Vision systems improve performance at less cost
George Kotelly
Executive Editor
Despite the numerous performance advantages of machine-vision systems, developers are always tempering technology achievement with the requirements of affordability and availability. To spur the continuous growth of vision-system sales, developers are constantly seeking to reduce costs, make products smaller, improve quality, and shorten time to market. These guidelines are being applied across the vision-application spectrum, such as grading pharmaceutical liquids, placing parts with robots, or packing functions into smaller boards.
In the pharmaceutical industry, machine-vision product-grading systems ensure that contaminants have not infected medical vials. To achieve ever-higher medical-product quality at reasonable cost, a vision inspection module has been built that incorporates robust microprocessor technology with frame-grabber operation limited to image acquisition. According to contributing editor Winn Hardin, this module has been integrated into a PC-based system running under Windows NT to achieve fast imaging defect analysis of pharmaceutical liquids.
To gain production savings, semiconductor manufacturers have been longtime users of vision-guided robotic systems to ensure correct parts placement on printed-circuit boards. As spotlighted by editor at large Andy Wilson, these suppliers are now eliminating costly part fixtures by integrating third-party machine-vision tools into their robotic simulation software. With this approach, they can simulate robotic and image-inspection tasks off-line and save development costs.

- **Things to do**
#1 In the vision-systems article, which operating system does the PC-based system for pharmaceutical liquids run under?
#2 Pick up the vision-systems article after its final sentence and carry it forward.
Nothing in the listing is needed here.

- **Source information**
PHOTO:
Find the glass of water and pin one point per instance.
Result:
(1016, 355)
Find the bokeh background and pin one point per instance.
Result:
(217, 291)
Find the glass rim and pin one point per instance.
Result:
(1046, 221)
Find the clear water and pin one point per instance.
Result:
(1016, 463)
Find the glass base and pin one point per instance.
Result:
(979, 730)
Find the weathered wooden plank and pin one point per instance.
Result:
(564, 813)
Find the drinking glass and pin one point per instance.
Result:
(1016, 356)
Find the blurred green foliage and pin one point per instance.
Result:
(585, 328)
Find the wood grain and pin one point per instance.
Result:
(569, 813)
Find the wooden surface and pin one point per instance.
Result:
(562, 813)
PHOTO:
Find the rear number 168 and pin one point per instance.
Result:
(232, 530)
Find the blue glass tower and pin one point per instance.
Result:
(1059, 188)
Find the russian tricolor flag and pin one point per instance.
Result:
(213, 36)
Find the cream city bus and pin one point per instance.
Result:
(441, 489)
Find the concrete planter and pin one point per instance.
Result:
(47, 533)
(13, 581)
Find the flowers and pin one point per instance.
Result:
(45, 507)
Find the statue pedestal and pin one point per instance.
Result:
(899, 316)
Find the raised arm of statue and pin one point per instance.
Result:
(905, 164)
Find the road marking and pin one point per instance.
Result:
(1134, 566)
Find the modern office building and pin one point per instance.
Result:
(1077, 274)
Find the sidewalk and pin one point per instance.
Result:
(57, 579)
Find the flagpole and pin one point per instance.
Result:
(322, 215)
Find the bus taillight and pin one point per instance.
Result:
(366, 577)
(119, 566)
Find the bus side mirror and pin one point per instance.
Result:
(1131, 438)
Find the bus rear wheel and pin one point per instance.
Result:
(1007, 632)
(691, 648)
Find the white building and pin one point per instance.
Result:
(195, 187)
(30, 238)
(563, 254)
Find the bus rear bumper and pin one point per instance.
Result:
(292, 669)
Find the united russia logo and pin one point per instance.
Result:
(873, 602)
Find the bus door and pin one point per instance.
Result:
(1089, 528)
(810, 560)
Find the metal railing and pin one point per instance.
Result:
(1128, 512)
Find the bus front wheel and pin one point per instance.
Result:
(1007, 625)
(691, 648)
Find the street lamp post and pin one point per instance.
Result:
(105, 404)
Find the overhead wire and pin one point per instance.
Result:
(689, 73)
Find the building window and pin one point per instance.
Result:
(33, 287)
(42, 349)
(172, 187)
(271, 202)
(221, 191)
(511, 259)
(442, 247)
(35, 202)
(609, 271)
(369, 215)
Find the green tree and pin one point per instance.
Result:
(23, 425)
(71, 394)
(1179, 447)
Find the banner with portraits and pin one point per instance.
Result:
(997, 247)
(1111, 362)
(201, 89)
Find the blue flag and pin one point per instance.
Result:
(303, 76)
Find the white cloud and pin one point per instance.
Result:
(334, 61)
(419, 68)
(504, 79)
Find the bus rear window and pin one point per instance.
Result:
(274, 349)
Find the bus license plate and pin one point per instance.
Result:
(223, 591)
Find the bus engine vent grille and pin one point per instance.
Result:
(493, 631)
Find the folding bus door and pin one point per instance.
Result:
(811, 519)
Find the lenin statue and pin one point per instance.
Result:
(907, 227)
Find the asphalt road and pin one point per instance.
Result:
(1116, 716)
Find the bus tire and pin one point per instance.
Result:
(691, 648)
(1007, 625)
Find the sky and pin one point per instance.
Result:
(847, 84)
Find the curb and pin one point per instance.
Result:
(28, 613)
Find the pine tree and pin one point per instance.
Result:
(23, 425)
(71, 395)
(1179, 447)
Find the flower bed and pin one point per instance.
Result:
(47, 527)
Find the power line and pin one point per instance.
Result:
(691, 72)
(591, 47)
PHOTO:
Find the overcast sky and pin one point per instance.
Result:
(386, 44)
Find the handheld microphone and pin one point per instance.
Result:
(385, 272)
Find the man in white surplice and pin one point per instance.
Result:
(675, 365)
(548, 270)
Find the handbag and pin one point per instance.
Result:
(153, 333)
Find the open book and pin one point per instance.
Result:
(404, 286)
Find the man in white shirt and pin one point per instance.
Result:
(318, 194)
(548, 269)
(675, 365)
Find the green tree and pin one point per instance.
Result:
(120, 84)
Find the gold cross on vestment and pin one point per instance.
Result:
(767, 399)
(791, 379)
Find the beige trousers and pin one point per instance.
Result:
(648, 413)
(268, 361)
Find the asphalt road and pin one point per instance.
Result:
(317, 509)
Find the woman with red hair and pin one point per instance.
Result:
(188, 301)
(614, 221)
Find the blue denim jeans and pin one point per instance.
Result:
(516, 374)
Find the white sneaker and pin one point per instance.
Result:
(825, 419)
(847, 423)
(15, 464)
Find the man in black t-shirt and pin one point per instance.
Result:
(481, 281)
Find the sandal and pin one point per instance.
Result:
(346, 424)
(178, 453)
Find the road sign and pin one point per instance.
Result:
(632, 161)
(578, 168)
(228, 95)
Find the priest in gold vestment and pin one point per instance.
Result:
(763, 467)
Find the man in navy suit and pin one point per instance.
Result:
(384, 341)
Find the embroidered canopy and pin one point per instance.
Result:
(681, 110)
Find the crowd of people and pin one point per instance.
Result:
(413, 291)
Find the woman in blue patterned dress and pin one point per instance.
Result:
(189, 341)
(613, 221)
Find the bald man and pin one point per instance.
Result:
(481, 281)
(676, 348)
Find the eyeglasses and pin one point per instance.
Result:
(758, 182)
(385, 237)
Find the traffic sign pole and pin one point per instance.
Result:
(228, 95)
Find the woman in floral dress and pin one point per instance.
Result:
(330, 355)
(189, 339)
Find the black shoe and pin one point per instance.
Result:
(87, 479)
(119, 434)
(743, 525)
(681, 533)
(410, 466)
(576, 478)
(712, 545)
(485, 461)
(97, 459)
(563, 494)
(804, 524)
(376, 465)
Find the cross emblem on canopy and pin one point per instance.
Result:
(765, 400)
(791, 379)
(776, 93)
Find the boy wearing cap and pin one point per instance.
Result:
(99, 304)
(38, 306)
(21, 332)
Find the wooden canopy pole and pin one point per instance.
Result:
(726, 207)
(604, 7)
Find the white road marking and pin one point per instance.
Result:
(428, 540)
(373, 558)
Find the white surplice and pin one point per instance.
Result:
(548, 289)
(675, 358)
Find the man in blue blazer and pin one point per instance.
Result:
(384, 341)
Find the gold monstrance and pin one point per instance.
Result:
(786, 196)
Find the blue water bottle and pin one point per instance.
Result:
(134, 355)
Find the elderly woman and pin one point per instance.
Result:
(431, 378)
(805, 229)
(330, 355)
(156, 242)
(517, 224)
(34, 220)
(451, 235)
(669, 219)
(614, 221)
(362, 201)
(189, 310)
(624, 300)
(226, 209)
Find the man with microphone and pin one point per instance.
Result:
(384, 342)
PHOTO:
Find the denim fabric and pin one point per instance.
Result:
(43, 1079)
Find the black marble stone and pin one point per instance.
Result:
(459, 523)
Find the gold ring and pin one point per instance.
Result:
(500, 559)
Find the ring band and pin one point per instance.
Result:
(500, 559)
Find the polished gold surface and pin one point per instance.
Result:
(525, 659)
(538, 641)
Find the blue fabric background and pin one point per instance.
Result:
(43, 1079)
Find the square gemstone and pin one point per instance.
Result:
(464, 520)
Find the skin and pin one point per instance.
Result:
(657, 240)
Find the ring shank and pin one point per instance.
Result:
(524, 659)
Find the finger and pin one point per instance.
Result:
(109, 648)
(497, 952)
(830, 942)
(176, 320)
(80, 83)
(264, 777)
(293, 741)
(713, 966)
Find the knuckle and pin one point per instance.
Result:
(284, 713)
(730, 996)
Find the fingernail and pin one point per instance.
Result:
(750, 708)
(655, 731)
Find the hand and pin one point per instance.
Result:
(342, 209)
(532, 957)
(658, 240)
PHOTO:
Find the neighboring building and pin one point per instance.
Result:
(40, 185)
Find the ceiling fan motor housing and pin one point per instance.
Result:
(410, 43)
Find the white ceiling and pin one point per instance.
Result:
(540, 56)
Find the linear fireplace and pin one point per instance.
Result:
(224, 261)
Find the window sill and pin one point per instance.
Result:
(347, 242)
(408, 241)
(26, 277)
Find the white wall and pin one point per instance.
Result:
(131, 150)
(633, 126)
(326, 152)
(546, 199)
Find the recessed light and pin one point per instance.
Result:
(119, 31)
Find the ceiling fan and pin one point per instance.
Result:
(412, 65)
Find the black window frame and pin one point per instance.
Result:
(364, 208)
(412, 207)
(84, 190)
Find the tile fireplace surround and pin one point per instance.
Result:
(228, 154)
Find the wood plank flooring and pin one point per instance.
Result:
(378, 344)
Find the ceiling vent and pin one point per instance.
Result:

- **Activity answers**
#1 Windows NT

#2
With the increasing density of integrated circuits and the availability of standard PC-based buses, image-processing board suppliers are incorporating increased functionality into single boards. In this month`s Product Focus, editor at large Andy Wilson discusses how compact PC-104 and PC-104+ boards are now capable of providing numerous functions such as networking, analog and digital conversion and compression, monitor display, and motion-control. What`s more, these self-stacking boards allow easy expansion without backplanes and card cages.
In this month`s Software Vision column, Mark A. Vogel, president of Recognition Science Inc., expands on last month`s coverage of vision-based pattern-recognition techniques by discussing the discriminant information needed to rank-order pattern-recognition features and build classifiers using subsets of the highly ranked features. This can help to minimize development time and to define an optimum classifier.